GIVEN REQUEST:
Copy exactly, and only, the lines from the line containing "jockey's face, each" through the last line of the records below, both included.

━━━━━━━━

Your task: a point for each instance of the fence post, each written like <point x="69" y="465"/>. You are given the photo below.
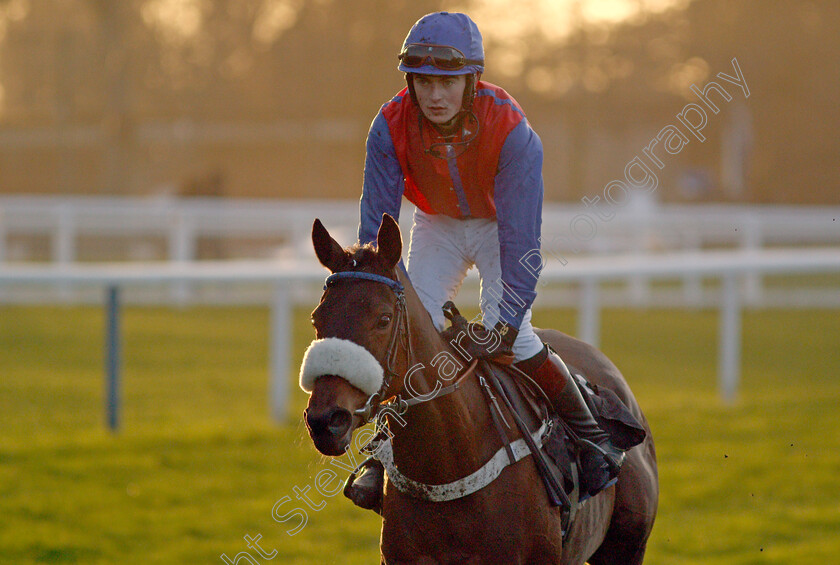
<point x="112" y="358"/>
<point x="279" y="347"/>
<point x="729" y="355"/>
<point x="589" y="313"/>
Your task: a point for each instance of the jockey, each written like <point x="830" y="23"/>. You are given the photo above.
<point x="462" y="151"/>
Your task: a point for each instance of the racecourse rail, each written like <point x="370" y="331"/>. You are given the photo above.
<point x="731" y="267"/>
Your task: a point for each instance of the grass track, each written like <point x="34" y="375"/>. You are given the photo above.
<point x="198" y="464"/>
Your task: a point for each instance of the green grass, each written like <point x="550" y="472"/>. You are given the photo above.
<point x="198" y="464"/>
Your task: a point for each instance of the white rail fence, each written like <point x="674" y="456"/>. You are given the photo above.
<point x="284" y="277"/>
<point x="64" y="230"/>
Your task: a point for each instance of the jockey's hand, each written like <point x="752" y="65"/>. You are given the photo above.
<point x="503" y="354"/>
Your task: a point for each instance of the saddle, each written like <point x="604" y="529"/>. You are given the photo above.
<point x="556" y="455"/>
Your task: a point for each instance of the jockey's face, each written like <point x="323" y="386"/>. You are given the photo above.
<point x="440" y="97"/>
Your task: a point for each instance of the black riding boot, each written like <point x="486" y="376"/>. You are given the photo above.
<point x="600" y="459"/>
<point x="366" y="490"/>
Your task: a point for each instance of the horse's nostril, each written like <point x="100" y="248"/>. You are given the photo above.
<point x="340" y="422"/>
<point x="335" y="422"/>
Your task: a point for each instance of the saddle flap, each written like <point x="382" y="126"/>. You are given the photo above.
<point x="612" y="415"/>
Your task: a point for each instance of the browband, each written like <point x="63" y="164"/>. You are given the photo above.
<point x="396" y="286"/>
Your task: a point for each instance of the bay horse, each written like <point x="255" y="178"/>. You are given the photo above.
<point x="509" y="521"/>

━━━━━━━━

ANSWER FOR THIS EXERCISE:
Your task: a point for each instance of the jockey's face, each written like <point x="323" y="386"/>. You are given the photo above.
<point x="440" y="97"/>
Your task: a point for each instance of the black riding boot, each written like <point x="486" y="376"/>. You are given the photo above.
<point x="600" y="459"/>
<point x="366" y="490"/>
Your task: a point for each instance of the horse's nostril, each written like <point x="100" y="248"/>. You are given the photo above.
<point x="340" y="422"/>
<point x="335" y="422"/>
Your task: a point for each instance of the saddle flap, each written like <point x="382" y="126"/>. You are given the photo above.
<point x="612" y="415"/>
Your task: a point for each instance of the browband, each written like <point x="63" y="164"/>. You are given the photo above.
<point x="396" y="286"/>
Your task: a point for each instance of the bay horse, each written like <point x="255" y="178"/>. You are given the photo above.
<point x="509" y="521"/>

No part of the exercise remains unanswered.